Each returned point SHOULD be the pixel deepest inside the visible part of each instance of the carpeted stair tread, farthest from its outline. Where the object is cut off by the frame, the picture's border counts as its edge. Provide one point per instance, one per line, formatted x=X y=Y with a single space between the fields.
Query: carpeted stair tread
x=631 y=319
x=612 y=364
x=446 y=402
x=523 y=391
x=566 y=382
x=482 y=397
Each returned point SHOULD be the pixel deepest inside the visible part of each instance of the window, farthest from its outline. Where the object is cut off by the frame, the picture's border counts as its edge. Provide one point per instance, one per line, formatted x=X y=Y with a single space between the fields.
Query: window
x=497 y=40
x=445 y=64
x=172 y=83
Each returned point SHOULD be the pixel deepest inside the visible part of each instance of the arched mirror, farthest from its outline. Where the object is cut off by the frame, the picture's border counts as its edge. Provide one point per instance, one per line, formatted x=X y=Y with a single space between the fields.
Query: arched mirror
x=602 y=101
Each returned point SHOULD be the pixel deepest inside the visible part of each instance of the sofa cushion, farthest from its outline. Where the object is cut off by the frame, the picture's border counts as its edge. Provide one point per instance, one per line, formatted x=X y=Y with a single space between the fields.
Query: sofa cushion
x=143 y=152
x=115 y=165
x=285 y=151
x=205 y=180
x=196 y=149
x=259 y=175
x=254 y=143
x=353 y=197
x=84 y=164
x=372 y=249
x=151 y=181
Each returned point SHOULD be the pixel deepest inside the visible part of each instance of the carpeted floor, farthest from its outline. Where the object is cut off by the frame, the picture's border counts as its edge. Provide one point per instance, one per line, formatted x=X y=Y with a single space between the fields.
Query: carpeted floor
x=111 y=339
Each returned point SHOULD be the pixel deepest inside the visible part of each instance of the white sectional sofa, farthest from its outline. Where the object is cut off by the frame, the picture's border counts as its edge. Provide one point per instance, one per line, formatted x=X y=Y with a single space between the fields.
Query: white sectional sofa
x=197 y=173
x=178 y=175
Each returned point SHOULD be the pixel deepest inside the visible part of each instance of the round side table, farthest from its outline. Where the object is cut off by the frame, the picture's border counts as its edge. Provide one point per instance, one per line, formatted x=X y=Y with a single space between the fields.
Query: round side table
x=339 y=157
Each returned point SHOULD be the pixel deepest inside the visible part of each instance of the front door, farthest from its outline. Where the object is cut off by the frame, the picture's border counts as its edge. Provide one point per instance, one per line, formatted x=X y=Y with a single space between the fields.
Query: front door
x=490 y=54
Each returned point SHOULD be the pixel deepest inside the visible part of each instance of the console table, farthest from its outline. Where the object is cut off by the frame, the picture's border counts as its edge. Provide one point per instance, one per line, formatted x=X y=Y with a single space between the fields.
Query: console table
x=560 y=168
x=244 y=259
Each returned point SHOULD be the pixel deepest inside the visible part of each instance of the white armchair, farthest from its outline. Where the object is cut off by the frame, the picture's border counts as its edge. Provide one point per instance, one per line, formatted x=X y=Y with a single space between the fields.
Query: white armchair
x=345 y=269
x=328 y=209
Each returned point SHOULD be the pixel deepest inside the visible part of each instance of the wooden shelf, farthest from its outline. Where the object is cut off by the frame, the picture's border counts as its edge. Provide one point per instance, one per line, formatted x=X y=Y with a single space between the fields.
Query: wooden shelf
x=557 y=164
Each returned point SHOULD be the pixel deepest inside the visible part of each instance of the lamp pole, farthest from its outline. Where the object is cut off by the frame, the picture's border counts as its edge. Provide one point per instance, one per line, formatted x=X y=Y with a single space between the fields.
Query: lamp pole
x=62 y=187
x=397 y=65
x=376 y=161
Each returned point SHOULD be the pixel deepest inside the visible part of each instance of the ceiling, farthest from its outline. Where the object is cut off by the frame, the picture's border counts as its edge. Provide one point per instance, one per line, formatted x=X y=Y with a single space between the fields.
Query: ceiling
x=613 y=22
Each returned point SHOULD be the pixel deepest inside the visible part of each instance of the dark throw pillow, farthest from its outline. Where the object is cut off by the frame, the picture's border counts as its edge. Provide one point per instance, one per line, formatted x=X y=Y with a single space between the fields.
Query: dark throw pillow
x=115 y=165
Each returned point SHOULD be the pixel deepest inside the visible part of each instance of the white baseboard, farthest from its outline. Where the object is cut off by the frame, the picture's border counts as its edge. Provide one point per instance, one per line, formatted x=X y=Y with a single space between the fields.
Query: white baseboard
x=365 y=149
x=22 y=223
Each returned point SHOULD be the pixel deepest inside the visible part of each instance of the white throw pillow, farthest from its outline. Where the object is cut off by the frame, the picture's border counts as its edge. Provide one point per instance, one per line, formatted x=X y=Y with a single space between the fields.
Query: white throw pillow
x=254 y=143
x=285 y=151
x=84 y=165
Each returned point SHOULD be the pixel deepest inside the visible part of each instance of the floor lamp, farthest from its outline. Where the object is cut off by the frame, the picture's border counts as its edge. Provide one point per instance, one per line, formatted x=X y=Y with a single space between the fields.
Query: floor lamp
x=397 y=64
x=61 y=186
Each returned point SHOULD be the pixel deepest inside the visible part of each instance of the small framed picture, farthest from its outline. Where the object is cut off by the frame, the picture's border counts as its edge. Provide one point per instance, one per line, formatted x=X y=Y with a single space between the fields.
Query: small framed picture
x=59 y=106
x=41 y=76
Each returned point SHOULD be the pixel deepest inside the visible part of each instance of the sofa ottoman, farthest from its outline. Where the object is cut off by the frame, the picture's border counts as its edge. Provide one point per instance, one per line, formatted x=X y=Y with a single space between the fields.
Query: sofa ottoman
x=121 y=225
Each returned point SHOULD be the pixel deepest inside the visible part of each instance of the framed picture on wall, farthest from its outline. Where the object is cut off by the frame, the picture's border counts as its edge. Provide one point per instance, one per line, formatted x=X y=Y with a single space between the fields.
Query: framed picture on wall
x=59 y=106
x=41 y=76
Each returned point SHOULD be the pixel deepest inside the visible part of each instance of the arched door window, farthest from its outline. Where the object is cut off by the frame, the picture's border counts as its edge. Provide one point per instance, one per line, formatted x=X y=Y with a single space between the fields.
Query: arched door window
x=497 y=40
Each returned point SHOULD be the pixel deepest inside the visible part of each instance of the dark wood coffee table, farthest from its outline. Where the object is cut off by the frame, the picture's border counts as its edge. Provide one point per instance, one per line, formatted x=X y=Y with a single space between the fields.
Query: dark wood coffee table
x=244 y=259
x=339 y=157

_ _ _ _

▸ Your goal: Please retype exactly the line containing "of the framed" and each line after it to the end of the records, and nothing more.

▸ Exercise solution:
Each returned point SHOULD be the pixel deepest inside the visible part of each instance of the framed picture on wall, farthest from its outline. Where the object is cut off by the frame, the picture's border counts as its edge. Provide one point per instance, one per line, formatted x=X y=Y with a single space between the fields.
Query: framed picture on wall
x=59 y=106
x=41 y=76
Each returned point SHOULD be the pixel deepest inside the visible part of each instance of the arched door window, farthest from its outline. Where the object is cut off by the frame, the picture's border counts as its edge. Provide one point per instance, one per line, formatted x=X y=Y with a single space between the fields.
Query: arched door window
x=497 y=40
Each returned point SHOULD be the pixel deepest inside the visible part of each instance of the dark wood coffee table, farthest from its outline. Where the object is cut off by the frame, the picture's border counts as its edge. Provide one point per instance, one per line, formatted x=X y=Y with a single space between the fields.
Query: dark wood coffee table
x=244 y=259
x=339 y=157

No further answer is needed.